• [DOCUMENT SEGMENT]:
All the News That Isn’t

May 23, 2011

Devil may care WI governor Walker raptures anyway causing extensive damage to state capitol in ascent.

Rapture failure causing concern over which structures may have been built by 89 year old civil engineer Harold Campling.

Hedging his bets Stephen Hawking says if there is a heaven he qualifies for pre-boarding.

President Obama demands democratic reform in Syria, Libya, Tunisia, Yemen and Wisconsin.

Mr. Obama says in exchange for Israel going back to 1967 borders the US will go back to its 1803 borders and give back all the stuff Lewis & Clark stole.

For some reason Israel’s 1967 border made a strong impression on 6 year old Barry Obama.

First new Arnold Schwarzenegger film will be “Sperminator.”

Frustrated PlayStation shooters take to street with joysticks.

Japan will replace nuclear energy with the emperor rubbing his feet on the carpet.

Republicans play Red Rover, no one comes over.

Poll shows Mickey Mouse leading the Republican pack.

Mitch Daniels to devote more time to runaway wife.
Lets the door hit him on the front of the head while leaving.

Pawlenty Pawlittle Pawlate

Jewish Arab agreement to divide up country clubs and Mercedes dealerships
falls through when rapture fails to occur.

Newt severs own tail this time does not grow back.

Former IMF head denied bed-turndown before release.
House arrest in Upper East Side condo falls through due to lack of maid service.

President depicts 2 state solution in Mideast–dismay and disbelief.

President Obama pelted with blintzes addressing a Jewish group.

Tells the Irish they’re his kind of -ish.

Mr. Obama told a Jewish group he will turn on the lights in temple on shabbos for a year to make it up.

Democrats accused of kicking a man when he’s Mitt Romney.

With Huntsman running Mormons have minyan.

Wisconsin reichstag requires voters to get ID tattoos on left forearms.

Destroying the Gulf of Mexico earns BP 12 billion in tax write-offs.

• [GIVEN INFORMATION]:
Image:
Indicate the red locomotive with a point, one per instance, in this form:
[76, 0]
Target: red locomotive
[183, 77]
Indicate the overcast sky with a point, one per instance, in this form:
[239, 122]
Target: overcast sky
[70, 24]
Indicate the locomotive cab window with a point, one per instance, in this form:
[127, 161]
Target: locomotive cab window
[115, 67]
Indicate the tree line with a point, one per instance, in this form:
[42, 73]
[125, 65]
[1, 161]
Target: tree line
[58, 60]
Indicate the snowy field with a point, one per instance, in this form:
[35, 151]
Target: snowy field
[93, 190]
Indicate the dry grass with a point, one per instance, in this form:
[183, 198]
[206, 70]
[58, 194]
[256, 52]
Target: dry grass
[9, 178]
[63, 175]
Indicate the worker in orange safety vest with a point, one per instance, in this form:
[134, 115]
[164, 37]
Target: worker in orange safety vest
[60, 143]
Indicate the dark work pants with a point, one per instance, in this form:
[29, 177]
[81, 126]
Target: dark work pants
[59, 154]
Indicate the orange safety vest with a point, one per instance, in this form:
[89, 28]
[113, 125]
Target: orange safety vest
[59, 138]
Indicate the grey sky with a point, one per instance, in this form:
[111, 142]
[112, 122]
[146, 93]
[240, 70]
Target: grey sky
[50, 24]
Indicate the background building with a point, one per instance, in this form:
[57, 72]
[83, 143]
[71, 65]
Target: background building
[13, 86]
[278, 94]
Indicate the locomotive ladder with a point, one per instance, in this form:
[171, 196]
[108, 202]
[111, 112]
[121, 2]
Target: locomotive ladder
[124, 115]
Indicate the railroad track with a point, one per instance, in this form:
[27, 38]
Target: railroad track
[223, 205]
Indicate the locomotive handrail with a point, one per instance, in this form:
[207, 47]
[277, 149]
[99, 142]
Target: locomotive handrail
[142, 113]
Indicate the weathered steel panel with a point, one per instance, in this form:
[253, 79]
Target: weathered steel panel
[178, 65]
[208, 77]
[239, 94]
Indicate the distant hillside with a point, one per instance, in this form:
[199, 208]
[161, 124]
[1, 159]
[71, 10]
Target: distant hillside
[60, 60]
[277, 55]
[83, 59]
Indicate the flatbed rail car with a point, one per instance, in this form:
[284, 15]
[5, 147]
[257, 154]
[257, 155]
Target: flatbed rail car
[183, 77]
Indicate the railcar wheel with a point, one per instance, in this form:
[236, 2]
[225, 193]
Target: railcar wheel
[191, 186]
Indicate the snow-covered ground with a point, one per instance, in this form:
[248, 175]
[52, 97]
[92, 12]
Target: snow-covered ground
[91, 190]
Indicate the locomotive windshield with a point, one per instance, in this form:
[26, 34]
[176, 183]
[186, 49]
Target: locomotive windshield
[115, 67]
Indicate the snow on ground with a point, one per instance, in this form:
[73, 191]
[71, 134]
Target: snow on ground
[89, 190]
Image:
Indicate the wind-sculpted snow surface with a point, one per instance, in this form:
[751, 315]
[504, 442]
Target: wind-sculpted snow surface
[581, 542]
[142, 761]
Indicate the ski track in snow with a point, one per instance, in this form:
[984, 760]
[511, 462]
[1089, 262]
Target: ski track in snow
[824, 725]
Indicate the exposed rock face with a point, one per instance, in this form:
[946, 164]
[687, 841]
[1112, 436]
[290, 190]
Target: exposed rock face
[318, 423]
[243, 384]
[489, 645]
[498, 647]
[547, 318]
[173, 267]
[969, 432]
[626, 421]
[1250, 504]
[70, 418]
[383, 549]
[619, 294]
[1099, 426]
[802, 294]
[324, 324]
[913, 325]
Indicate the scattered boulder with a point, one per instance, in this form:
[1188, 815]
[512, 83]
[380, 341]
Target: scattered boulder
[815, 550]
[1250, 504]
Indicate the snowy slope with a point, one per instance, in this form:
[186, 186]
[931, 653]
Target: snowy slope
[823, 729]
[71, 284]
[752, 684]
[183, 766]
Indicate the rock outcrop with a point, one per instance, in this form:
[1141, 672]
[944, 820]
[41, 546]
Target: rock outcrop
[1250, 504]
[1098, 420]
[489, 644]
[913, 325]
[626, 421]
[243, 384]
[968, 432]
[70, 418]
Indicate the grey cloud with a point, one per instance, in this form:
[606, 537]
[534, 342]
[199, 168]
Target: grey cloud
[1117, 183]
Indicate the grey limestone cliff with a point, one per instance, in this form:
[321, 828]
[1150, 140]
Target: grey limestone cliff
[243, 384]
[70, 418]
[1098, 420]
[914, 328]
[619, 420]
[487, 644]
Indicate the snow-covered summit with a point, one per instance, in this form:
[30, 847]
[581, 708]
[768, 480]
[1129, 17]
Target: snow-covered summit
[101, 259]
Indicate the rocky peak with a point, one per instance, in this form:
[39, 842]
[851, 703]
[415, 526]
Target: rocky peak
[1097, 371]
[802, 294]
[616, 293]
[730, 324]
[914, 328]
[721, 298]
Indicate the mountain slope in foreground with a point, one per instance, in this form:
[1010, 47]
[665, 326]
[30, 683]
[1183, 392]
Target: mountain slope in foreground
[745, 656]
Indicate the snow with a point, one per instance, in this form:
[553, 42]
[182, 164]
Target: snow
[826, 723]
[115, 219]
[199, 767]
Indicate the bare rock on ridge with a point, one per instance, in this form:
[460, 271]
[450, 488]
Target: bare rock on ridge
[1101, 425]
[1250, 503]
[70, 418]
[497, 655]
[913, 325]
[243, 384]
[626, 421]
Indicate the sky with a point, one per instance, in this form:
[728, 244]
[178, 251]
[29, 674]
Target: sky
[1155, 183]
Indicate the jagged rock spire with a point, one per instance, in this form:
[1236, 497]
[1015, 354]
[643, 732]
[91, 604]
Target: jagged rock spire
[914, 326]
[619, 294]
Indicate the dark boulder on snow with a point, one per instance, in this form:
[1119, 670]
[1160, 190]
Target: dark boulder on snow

• [EXERCISE GOAL]: Continue the May 23, 2011 satirical news briefs past their final item, in the same style.

• [RESULT OF THE TASK]:
French reaction to the Straus-Kahn arrest predictable: they can’t believe it wasn’t the bellhop.

Stephen Hawking says there is no debt ceiling.

Gilbert Gottfried will replace Garrison Keillor in Prairie Home Kvetch.

Google introduces Chromebook, a doorstop that loads in 8 seconds.

iPod 5 has a rotary dial and bakelite cradle. It’s iLittle, it’s iLovely, it iLights.

Khaddaffy tent is booted.

Wisconsin’s Herb Kohl goes back to his first love, groceries. Russ Feingold signs on as bag boy.

Paulie Ryan’s mom won’t sign off on run for Senate–still pissed about her Medicare.
President tells graduates the future–minus 12 trillion or so–is yours.

Arnold love child discovered after the 10 year old bench pressed his mother.

Even more disturbing, a lot of the shepherd pups look like Arnold.

Maria made a huge mistake if she though Arnold was going to be cool about it like the Kennedys.

Bishops say it was the 60’s “if it feels good do it” seminaries that caused all the problems.

Santorum says John McCain was never tortured in a meaningful way.

John McCain says torture is listening to Rick Santorum.

In his last audio tape bin Laden praises Girls Gone Wild Dubai.

Coffee eliminates women’s prostate risk and

How can we miss Oprah when she won’t go away?